§ **Set exercise**
Print the following records verbatim, and leave the pictures out of your answer.

(Entries from a pointing dataset)
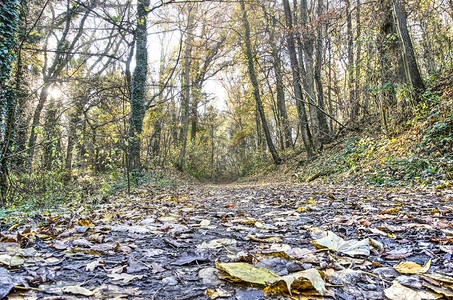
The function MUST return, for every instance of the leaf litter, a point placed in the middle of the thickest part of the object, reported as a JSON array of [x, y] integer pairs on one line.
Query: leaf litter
[[236, 242]]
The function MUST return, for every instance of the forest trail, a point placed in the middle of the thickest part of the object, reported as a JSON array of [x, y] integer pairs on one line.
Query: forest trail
[[164, 244]]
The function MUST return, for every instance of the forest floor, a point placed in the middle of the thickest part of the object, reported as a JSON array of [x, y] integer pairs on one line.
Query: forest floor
[[322, 241]]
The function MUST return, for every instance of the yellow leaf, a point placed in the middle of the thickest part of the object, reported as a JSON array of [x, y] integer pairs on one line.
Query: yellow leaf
[[11, 261], [85, 223], [409, 267], [107, 218], [243, 272]]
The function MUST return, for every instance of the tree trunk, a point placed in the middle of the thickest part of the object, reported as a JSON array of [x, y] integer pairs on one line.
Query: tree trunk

§ **Solved exercise**
The function MUST return, for every instance of the leaf litter, a point placed in the middle of the thickest part of the object, reported as a JSON array of [x, y] integer pairs on one line.
Query: leaf litter
[[236, 242]]
The function MUST return, for every instance of the forest trail, a point placed in the middle of the thickest part of the object, reported as a JSON array of [x, y] integer pairs on one line.
Query: forest trail
[[164, 244]]
The function MUST return, for every instance of the forest floor, a point placed in the middle of the thickest part of the object, reported as a JSON array of [x, y] integer pairs on one line.
Query: forest floor
[[322, 241]]
The function MUST return, for every instance of the yellow leaf, a point placed in the middle of the thickest part of the object, reported as a JSON array of [x, y] integer pairs on one line.
Query: yellow leaf
[[11, 261], [85, 223], [409, 267], [107, 218], [243, 272]]
The function MUST return, for every instance of the tree trunk, a point placed in the middle of the thickest part of the object, reported as a JSON array of [x, y] integer pairs on one line.
Query: tree trunk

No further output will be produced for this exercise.